- **Instruction**
Edit the lines from the one containing "for the adult" up to and including the one containing "279 66 320 189" by changing "sunglasses" to "dark glasses", leaving everything else unchanged.

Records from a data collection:
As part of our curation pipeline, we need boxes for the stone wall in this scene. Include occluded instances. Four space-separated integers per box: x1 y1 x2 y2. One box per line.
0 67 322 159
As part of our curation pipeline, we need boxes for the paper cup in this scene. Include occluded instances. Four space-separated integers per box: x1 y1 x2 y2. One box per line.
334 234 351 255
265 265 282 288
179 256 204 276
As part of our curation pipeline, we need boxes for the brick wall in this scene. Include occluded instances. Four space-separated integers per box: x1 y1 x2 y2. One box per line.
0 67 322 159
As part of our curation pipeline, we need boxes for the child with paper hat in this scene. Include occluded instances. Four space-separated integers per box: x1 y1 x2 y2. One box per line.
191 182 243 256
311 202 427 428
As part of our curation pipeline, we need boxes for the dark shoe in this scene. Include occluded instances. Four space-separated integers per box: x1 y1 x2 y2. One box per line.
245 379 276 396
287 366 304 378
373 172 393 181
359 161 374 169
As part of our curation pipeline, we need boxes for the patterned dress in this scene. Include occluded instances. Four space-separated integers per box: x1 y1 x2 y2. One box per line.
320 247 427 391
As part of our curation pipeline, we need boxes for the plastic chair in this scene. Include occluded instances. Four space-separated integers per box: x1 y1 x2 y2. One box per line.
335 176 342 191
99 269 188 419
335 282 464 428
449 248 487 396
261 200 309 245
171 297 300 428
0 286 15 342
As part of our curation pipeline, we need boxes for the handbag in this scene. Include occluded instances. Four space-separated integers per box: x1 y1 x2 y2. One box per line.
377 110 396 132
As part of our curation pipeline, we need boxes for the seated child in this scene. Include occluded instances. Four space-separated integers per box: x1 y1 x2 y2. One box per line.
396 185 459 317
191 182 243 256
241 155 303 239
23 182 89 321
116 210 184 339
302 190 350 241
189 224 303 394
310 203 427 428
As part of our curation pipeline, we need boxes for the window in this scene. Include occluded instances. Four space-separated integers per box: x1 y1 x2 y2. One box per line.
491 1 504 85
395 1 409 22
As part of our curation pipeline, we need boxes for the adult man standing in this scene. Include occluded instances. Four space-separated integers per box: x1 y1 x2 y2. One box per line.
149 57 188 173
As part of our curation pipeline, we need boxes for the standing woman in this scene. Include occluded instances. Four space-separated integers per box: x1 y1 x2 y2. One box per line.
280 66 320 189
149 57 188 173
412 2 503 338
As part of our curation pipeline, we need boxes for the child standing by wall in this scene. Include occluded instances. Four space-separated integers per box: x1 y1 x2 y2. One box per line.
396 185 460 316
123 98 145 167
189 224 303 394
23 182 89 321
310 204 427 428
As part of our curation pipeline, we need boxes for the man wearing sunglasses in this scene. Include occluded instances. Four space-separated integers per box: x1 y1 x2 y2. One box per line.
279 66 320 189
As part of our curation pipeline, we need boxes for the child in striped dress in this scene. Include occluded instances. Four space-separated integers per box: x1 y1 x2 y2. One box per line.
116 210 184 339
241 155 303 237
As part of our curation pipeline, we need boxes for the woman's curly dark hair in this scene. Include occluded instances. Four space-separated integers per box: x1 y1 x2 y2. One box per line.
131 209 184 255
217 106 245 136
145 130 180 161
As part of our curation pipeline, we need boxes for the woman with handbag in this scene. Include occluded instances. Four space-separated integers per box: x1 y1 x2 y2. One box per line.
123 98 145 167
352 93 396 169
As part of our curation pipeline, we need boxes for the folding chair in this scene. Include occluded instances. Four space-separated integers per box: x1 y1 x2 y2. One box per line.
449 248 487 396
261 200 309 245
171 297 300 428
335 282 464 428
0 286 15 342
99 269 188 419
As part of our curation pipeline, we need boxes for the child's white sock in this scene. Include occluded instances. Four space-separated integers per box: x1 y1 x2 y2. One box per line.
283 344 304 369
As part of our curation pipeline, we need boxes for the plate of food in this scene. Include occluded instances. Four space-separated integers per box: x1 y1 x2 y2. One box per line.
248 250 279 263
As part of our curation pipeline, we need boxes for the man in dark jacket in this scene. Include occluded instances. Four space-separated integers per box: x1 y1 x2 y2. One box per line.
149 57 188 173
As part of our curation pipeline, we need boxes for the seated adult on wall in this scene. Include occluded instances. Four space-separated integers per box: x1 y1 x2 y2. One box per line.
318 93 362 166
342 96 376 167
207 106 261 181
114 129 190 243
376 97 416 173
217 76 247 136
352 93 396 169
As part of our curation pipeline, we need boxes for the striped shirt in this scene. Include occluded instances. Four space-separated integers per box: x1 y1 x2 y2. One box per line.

- **Complete output**
As part of our curation pipeline, we need boxes for the adult man standing in this scene. Include occluded instances. Four space-separated integers per box: x1 y1 x2 y2. One box per line.
149 57 188 173
As part of our curation pipeline, we need boxes for the standing woman in this scene. Include occluded instances. Four space-separated integers per box: x1 y1 x2 y2. One box per line.
280 66 320 189
149 57 188 173
412 2 503 338
As part of our curation pipeline, we need boxes for the child standing by wall in this scene. Include occluded instances. Four space-separated integers per box: x1 y1 x2 y2. One box per line.
396 185 460 316
123 98 145 167
189 224 303 394
23 182 89 321
310 204 427 428
As part of our curation pipeline, we need boxes for the man wearing dark glasses in this scene. Include occluded instances. Four space-separated integers per box: x1 y1 x2 y2. One box per line.
279 66 320 189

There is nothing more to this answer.